### ARTIKEL
↓↓↓

Und schließlich Lord Grey:

"Wenn Ihre Lordschaften die Dokumente einsehen wollen, so werden Sie feststellen, daß der Gouverneur Yeh, als Sir John Bowring um eine Unterredung mit ihm nachsuchte, bereit war, sich mit ihm zu treffen; daß er aber zu diesem Zweck das Haus des Kaufmanns Houqua, außerhalb der Stadt bestimmte ... Sir John Bowrings Würde verlangte, daß er den Bevollmächtigten an keinem andren Ort als in seiner offiziellen Residenz aufsuchte ... Ich erwarte, wenn schon nichts anderes, so zumindest ein positives Resultat von der Annahme der Resolution, nämlich die sofortige Abberufung Sir J. Bowrings."

Eine ähnliche Behandlung wurde Sir J. Bowring im Unterhaus zuteil, und Cobden eröffnete seine Rede sogar mit einer feierlichen Absage an seine "zwanzigjährige Freundschaft" mit Sir J . Bowring.

Die wörtlichen Auszüge aus den Reden der Lords Derby, Lyndhurst und Grey beweisen, daß Lord Palmerstons Regierung, um den Angriff zu parieren, Sir J. Bowring nur fallenzulassen brauchte, anstatt sich mit diesem "hervorragenden Philanthropen" zu identifizieren. Daß sie so glimpflich davongekommen war, verdankte sie weder der Nachsicht noch der Taktik ihrer Gegner, sondern ausschließlich den Dokumenten, die dem Parlament vorlagen. Das wird augenscheinlich sowohl bei flüchtiger Durchsicht der Dokumente selbst als auch aus den Debatten, denen sie als Grundlage dienten.

Kann es irgendeinen Zweifel an Sir J.Bowrings "fixer Idee" in bezug auf seinen Einzug in Kanton geben? Ist es nicht bewiesen, daß dieses Individuum, wie die Londoner "Times" sich ausdrückt,

"einen Kurs gänzlich nach eigenem Ermessen eingeschlagen hat, ohne den Rat seiner Vorgesetzten in der Heimat einzuholen und ohne sich nach deren Politik zu richten"?

↑↑↑

### VORLIEGENDE DATEN

↓↓↓

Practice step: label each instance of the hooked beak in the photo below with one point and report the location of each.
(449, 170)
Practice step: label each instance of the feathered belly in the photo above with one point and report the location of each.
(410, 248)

↑↑↑

### AUFGABEN
[A] Fassen Sie den Artikel in zwei Sätzen zusammen.
[B] Schreiben Sie den Abschnitt des Artikels von „Eine ähnliche Behandlung“ bis „als Grundlage dienten.“ wortgetreu ab.
[C] Beantworten Sie anhand des Artikels die folgenden Fragen:
(i) In wessen Haus wollte Gouverneur Yeh Sir John Bowring treffen?
(ii) Womit eröffnete Cobden seine Rede im Unterhaus?
(iii) Welche Zeitung wird mit einem Urteil über Sir J. Bowrings Kurs zitiert?

### LÖSUNGEN NACH AUFGABEN
[A] Lord Grey legte dar, dass Gouverneur Yeh bereit war, Sir John Bowring im Haus des Kaufmanns Houqua außerhalb der Stadt zu treffen, Bowring jedoch auf der offiziellen Residenz bestand, und erwartete von der Resolution Bowrings sofortige Abberufung. Auch im Unterhaus wurde Bowring angegriffen, und Lord Palmerstons Regierung hätte ihn nur fallenlassen müssen, verdankte ihr glimpfliches Davonkommen aber allein den Dokumenten, die dem Parlament vorlagen.

[B]
Eine ähnliche Behandlung wurde Sir J. Bowring im Unterhaus zuteil, und Cobden eröffnete seine Rede sogar mit einer feierlichen Absage an seine "zwanzigjährige Freundschaft" mit Sir J . Bowring.

Die wörtlichen Auszüge aus den Reden der Lords Derby, Lyndhurst und Grey beweisen, daß Lord Palmerstons Regierung, um den Angriff zu parieren, Sir J. Bowring nur fallenzulassen brauchte, anstatt sich mit diesem "hervorragenden Philanthropen" zu identifizieren. Daß sie so glimpflich davongekommen war, verdankte sie weder der Nachsicht noch der Taktik ihrer Gegner, sondern ausschließlich den Dokumenten, die dem Parlament vorlagen. Das wird augenscheinlich sowohl bei flüchtiger Durchsicht der Dokumente selbst als auch aus den Debatten, denen sie als Grundlage dienten.

[C]
(i) Im Haus des Kaufmanns Houqua, außerhalb der Stadt.
(ii) Mit einer feierlichen Absage an seine „zwanzigjährige Freundschaft“ mit Sir J. Bowring.
(iii) Die Londoner „Times“.